#### [Istruzioni di lavoro]
Riscrivi l'elenco sostituendo ogni occorrenza di "laid out like this sample" con "formatted like this sample" e lasciando invariato tutto il resto.
-- -- --
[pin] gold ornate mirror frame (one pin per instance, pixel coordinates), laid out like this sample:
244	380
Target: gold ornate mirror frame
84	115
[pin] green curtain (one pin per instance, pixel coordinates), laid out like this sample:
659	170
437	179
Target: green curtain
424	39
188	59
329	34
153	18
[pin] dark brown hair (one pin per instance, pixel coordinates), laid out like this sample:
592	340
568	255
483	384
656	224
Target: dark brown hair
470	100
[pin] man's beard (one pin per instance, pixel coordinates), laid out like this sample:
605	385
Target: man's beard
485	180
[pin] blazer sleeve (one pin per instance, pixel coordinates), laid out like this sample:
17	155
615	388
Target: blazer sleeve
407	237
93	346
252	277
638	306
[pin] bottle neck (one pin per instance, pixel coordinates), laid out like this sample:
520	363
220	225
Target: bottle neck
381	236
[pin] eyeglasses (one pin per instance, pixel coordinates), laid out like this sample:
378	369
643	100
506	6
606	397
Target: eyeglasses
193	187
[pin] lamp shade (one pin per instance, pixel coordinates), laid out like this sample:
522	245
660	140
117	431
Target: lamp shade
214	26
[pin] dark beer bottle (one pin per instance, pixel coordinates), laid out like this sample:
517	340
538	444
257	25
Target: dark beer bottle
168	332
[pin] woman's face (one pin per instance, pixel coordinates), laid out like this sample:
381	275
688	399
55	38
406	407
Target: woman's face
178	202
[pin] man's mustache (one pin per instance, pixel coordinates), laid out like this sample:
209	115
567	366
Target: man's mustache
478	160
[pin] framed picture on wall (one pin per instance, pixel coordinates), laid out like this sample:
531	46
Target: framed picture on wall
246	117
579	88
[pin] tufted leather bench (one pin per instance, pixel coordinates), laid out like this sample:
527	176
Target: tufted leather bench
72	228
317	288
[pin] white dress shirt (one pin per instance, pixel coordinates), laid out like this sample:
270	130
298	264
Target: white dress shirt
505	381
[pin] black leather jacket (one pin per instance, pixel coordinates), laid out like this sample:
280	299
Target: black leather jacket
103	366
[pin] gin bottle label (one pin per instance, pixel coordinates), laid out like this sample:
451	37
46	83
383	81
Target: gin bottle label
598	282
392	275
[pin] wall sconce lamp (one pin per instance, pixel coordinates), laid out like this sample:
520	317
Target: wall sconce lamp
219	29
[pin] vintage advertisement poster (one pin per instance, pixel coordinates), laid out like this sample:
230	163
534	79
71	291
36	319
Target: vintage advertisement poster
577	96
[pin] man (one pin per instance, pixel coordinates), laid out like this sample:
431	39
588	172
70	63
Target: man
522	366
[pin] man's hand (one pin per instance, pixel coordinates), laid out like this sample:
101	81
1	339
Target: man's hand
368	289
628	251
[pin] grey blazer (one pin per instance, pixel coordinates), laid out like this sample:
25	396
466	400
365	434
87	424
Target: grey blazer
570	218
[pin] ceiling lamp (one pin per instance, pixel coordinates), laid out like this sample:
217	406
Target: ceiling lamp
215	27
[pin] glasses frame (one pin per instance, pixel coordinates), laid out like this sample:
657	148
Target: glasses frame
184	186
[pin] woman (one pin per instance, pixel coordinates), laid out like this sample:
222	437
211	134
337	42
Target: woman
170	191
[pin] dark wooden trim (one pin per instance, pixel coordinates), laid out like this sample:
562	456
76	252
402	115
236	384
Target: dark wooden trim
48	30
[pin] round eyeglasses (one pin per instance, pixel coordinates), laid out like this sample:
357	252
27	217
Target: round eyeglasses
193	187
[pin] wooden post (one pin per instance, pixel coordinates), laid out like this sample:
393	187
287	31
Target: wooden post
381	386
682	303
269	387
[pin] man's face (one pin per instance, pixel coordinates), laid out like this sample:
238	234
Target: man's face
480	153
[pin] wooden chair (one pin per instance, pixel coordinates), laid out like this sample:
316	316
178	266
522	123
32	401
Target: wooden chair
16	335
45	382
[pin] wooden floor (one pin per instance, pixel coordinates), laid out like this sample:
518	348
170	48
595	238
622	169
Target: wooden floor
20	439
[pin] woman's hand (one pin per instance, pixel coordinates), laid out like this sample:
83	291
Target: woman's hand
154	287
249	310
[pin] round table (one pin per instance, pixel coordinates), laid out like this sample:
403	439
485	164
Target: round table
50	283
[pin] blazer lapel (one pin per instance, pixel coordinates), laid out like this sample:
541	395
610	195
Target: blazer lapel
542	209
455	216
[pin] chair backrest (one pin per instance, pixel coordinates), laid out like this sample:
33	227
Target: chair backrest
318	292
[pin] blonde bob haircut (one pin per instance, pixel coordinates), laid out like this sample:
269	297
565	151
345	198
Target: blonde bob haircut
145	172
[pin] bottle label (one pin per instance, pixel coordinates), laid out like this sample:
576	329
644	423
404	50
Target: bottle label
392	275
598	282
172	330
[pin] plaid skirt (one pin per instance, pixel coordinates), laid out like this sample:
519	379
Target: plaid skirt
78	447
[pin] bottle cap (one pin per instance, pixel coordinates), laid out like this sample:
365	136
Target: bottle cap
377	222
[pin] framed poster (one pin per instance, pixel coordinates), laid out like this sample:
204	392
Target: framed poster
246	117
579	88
-- -- --
#### [Risposta completa]
[pin] gold ornate mirror frame (one pin per instance, pixel coordinates), formatted like this sample:
244	380
Target: gold ornate mirror frame
84	115
[pin] green curtain (one pin per instance, pixel coordinates), formatted like this sample:
659	170
437	179
Target: green curtain
424	39
188	59
329	34
153	18
[pin] dark brown hair (one pin per instance, pixel coordinates), formatted like this sample:
592	340
568	255
483	384
656	224
Target: dark brown hair
470	100
[pin] man's beard (one pin per instance, pixel coordinates), formatted like this sample:
605	385
Target: man's beard
485	180
[pin] blazer sleeve (one pin per instance, pixel coordinates), formatted like this sample:
17	155
615	388
Target: blazer sleeve
407	237
93	346
252	277
638	306
[pin] bottle neck (one pin per instance, pixel coordinates), formatted like this sample:
520	363
220	225
Target: bottle neck
381	236
[pin] eyeglasses (one pin per instance, pixel coordinates), formatted like this sample:
378	369
643	100
506	6
606	397
Target: eyeglasses
193	187
[pin] lamp shade (one pin per instance, pixel coordinates), formatted like this sample:
522	245
660	140
117	431
Target: lamp shade
214	26
[pin] dark beer bottle (one pin per instance, pixel coordinates), formatted like this sample:
517	340
538	444
257	25
Target: dark beer bottle
168	332
[pin] woman's face (one pin per instance, pixel coordinates), formatted like this sample:
381	275
688	399
55	38
406	407
Target: woman's face
178	202
[pin] man's mustache (one pin per instance, pixel coordinates), formatted like this sample:
209	115
567	366
Target: man's mustache
478	160
[pin] framed picture on wall (one pin per instance, pixel coordinates), formatted like this sample:
531	46
Target: framed picture on wall
246	117
579	88
[pin] tufted leather bench (one pin per instance, pixel coordinates), formatted like this sample:
527	176
Target: tufted leather bench
72	228
317	288
[pin] white dress shirt (one pin per instance, pixel coordinates), formatted like this sample:
270	130
298	264
Target: white dress shirt
505	381
[pin] black leather jacket (one pin per instance, pixel coordinates), formatted like this sample:
280	299
Target: black leather jacket
103	366
[pin] gin bottle label (one pin per instance, pixel coordinates), formatted like this sample:
451	37
46	83
383	81
Target: gin bottle label
598	282
392	275
[pin] wall sconce lamp (one pin per instance, pixel coordinates), formatted like this sample:
520	317
Target: wall sconce lamp
219	29
[pin] vintage advertisement poster (one pin per instance, pixel coordinates), formatted like this sample:
230	163
534	79
71	291
36	319
Target: vintage advertisement poster
577	96
[pin] man (one pin per instance, pixel coordinates), formatted like this sample:
431	39
588	172
70	63
Target: man
522	366
[pin] man's hand (one pin per instance, pixel coordinates), formatted like this sample:
101	81
1	339
Target: man's hand
368	289
628	251
[pin] grey blazer (one pin per instance, pixel coordinates), formatted like this sample:
25	396
466	400
365	434
87	424
Target: grey blazer
570	218
[pin] ceiling lamp (one pin per instance, pixel coordinates), formatted like this sample:
217	406
Target: ceiling lamp
215	27
[pin] glasses frame (one pin per instance, pixel coordinates), formatted like this sample:
657	148
Target: glasses frame
184	186
[pin] woman (one pin per instance, pixel coordinates), formatted like this sample:
222	437
211	134
337	42
Target: woman
170	191
[pin] dark wooden trim (one pin per instance, pixel coordinates), formatted like this sample:
562	456
76	252
402	115
236	384
Target: dark wooden trim
48	30
[pin] round eyeglasses (one pin per instance, pixel coordinates), formatted like this sample:
357	252
27	217
Target: round eyeglasses
193	187
[pin] wooden post (one pin per instance, pixel coordinates), formatted like this sample:
393	187
287	31
Target: wooden post
381	386
682	303
269	387
[pin] man's face (one pin per instance, pixel coordinates), formatted like this sample:
238	234
Target: man's face
480	153
[pin] wooden chair (one pin per instance, pixel coordinates), formatted like this sample:
316	316
178	266
522	123
32	401
Target: wooden chair
16	335
45	382
[pin] wooden floor (one pin per instance, pixel coordinates), formatted like this sample:
518	348
170	48
595	238
622	169
Target: wooden floor
20	439
[pin] woman's hand (one pin per instance, pixel coordinates), formatted like this sample:
83	291
Target: woman's hand
154	287
249	310
[pin] round table (one pin per instance, pixel coordinates), formatted like this sample:
403	439
485	164
Target: round table
50	283
[pin] blazer lapel (one pin per instance, pixel coordinates), formatted like this sample:
541	395
610	195
Target: blazer lapel
542	209
455	216
[pin] chair backrest (one pin per instance, pixel coordinates), formatted like this sample:
33	227
Target: chair backrest
318	292
[pin] blonde bob haircut (one pin per instance, pixel coordinates), formatted like this sample:
269	297
565	151
345	198
Target: blonde bob haircut
145	172
[pin] bottle label (one pin per instance, pixel coordinates), formatted like this sample:
576	329
644	423
404	50
Target: bottle label
392	275
598	282
172	330
[pin] plaid skirt (one pin per instance, pixel coordinates), formatted like this sample:
519	379
Target: plaid skirt
78	447
[pin] bottle cap (one pin per instance, pixel coordinates), formatted like this sample:
365	136
Target: bottle cap
377	222
[pin] framed poster (one pin per instance, pixel coordinates), formatted like this sample:
204	392
Target: framed poster
246	117
579	88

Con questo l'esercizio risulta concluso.